→ **Page text**
■ ■ ■ ■
Workflow

Repository Structure, Software and Data Model

Author
Affiliation

Moritz Twente

Universität Basel

Modified

October 7, 2025

This repository stores data and R code used by the Team for Research Data Management and Public History of the Stadt.Geschichte.Basel project to create figures published in the nine-volume book series.

To support open research with FAIR data, the RDM team developed a research data platform (Mähr, Görlich, and Twente 2024) ensuring open, long-term access to sources and research data regarding the history of Basel. The platform facilitates access to the data behind the publication and features rich metadata annotation (cf. Data Model).

Using raw data provided by the individual authors of Stadt.Geschichte.Basel, the RDM team created maps, diagrams, and other types of visualizations (Mähr 2022) for publication in the print and online (OA) versions of the book series. The sgb-figures repository stores code and data for charts and diagrams only (referred to as plots or figures). For other types of data visualization in the context of Stadt.Geschichte.Basel, refer to the extensive RDM Documentation (in German).

Visualization Workflow

The starting point for each plot is data the authors of Stadt.Geschichte.Basel provided to the RDM team. Using R (cf. Software), we tidy the data, assemble multiple sources into one dataset to use for visualization, write that data to a csv file and store information on the dataset in an accompanying json metadata file structured according to the W3C standard for tabular data and metadata on the web (W3C 2022).

Data stewards in Stadt.Geschichte.Basel’s RDM team then create visualizations for the book series, often in multiple iterations and in close cooperation with the researchers (Twente and Mähr 2025; Münch et al. 2023). Dedicated design principles and color schemes are implemented to ensure a common visual identity across all products. The finalized products are then processed for print production and long-term archival (Figure 1).

 
flowchart LR
    A(Author) -->|Request| B(RDM Team)
    B -->|Drafts| A

    B -->|"Illustration (pdf)"| C(Typesetter)
    C ---> D("Printed<br>Book Series")

    B --->|"Illustration (pdf)"| E("Open Research<br>Data Platform")
    B --->|"Dataset<br>(csv, geojson)"| E
    B --->|Metadata| E

    B --->|"Code (R)"| F(sgb-figures)
    B --->|"Dataset (csv)"| F
    B --->|"Metadata (json)"| F

    F <-.-> E

    style B fill:#3a1e3e,color:#fff,stroke:#3a1e3e
    style D fill:#86bbd8,stroke:#86bbd8
    style E fill:#86bbd8,stroke:#86bbd8
    style F fill:#ffe880

    click B href "https://dokumentation.stadtgeschichtebasel.ch/team.html" "Research Data Management Team"
    click D href "https://emono.unibas.ch/stadtgeschichtebasel/" "Open Access Version"
    click E href "https://forschung.stadtgeschichtebasel.ch/" "Research Data Platform"
    click F href "https://github.com/stadt-geschichte-basel/sgb-figures/" "sgb-figures GitHub Repository"
Figure 1: The workflow comprises several iterations with a range of actors.

While the generated pdf file for each plot, the corresponding legend and the csv dataset files are uploaded to the Research Data Platform, the R scripts used to clean the data and generate the plot are only linked to from the figures’ metadata, referring to sgb-figures on GitHub.
■ ■ ■ ■
→ **Given request 1**
From the workflow page, quote the passage starting with "click E href" and going on through "sgb-figures on GitHub.".
→ **Given request 2**
Answer these questions using the workflow page.
(a) How many volumes does the book series have?
(b) What standard is the json metadata file structured according to?
(c) Where do the figures' metadata link to for the R scripts?
→ **Given request 3**
Translate this sentence from the workflow page into Spanish: "Dedicated design principles and color schemes are implemented to ensure a common visual identity across all products."
■ ■ ■ ■
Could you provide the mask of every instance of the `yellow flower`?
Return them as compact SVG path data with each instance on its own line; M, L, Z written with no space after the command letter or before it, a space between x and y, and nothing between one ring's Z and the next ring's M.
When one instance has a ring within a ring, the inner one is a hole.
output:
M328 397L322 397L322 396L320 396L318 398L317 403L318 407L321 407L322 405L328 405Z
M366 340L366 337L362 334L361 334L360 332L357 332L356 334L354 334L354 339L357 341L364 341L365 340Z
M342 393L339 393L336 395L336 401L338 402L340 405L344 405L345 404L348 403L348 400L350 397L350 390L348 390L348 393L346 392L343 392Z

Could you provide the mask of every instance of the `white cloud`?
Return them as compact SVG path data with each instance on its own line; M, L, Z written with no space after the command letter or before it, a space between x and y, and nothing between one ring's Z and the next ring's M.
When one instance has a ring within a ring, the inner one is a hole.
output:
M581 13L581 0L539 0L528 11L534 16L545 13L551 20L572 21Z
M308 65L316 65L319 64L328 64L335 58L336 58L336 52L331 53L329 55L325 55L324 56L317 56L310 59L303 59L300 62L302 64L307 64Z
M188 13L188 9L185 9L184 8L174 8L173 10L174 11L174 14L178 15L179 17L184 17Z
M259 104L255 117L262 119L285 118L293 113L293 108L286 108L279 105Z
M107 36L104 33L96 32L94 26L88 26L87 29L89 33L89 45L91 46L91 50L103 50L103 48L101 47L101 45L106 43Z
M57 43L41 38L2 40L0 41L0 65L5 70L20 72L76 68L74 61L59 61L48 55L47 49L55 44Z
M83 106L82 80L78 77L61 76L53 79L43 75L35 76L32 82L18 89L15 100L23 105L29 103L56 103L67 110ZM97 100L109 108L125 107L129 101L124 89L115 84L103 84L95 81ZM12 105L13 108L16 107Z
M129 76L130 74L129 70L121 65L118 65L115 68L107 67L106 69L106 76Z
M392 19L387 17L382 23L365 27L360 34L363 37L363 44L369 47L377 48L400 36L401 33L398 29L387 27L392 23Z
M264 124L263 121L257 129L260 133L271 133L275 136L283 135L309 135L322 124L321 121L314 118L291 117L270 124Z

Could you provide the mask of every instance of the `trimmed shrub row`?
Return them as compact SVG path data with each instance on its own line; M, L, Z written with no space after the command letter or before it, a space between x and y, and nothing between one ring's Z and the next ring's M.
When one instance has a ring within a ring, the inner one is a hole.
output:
■ ■ ■ ■
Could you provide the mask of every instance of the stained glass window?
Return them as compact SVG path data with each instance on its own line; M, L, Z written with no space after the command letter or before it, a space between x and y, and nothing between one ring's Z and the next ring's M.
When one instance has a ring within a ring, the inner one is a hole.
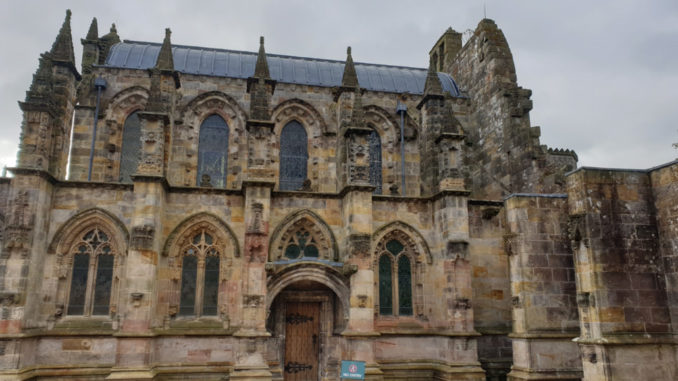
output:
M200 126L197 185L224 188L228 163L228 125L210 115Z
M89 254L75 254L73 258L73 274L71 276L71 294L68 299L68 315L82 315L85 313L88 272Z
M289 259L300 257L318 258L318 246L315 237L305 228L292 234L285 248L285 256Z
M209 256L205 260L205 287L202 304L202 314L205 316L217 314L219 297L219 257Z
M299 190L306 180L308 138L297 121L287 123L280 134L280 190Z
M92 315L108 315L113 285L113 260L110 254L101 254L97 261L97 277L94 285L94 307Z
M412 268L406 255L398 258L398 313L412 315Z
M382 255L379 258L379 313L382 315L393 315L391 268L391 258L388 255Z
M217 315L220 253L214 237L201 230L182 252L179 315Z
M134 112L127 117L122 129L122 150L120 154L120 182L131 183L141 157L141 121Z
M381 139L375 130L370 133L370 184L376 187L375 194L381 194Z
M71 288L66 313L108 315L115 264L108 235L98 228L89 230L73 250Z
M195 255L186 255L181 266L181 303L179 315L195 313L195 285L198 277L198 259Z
■ ■ ■ ■
→ **Task answer 1**
click E href "https://forschung.stadtgeschichtebasel.ch/" "Research Data Platform"
    click F href "https://github.com/stadt-geschichte-basel/sgb-figures/" "sgb-figures GitHub Repository"
Figure 1: The workflow comprises several iterations with a range of actors.

While the generated pdf file for each plot, the corresponding legend and the csv dataset files are uploaded to the Research Data Platform, the R scripts used to clean the data and generate the plot are only linked to from the figures’ metadata, referring to sgb-figures on GitHub.

→ **Task answer 2**
(a) Nine.
(b) The W3C standard for tabular data and metadata on the web.
(c) To sgb-figures on GitHub.

→ **Task answer 3**
Se aplican principios de diseño y esquemas de color específicos para garantizar una identidad visual común en todos los productos.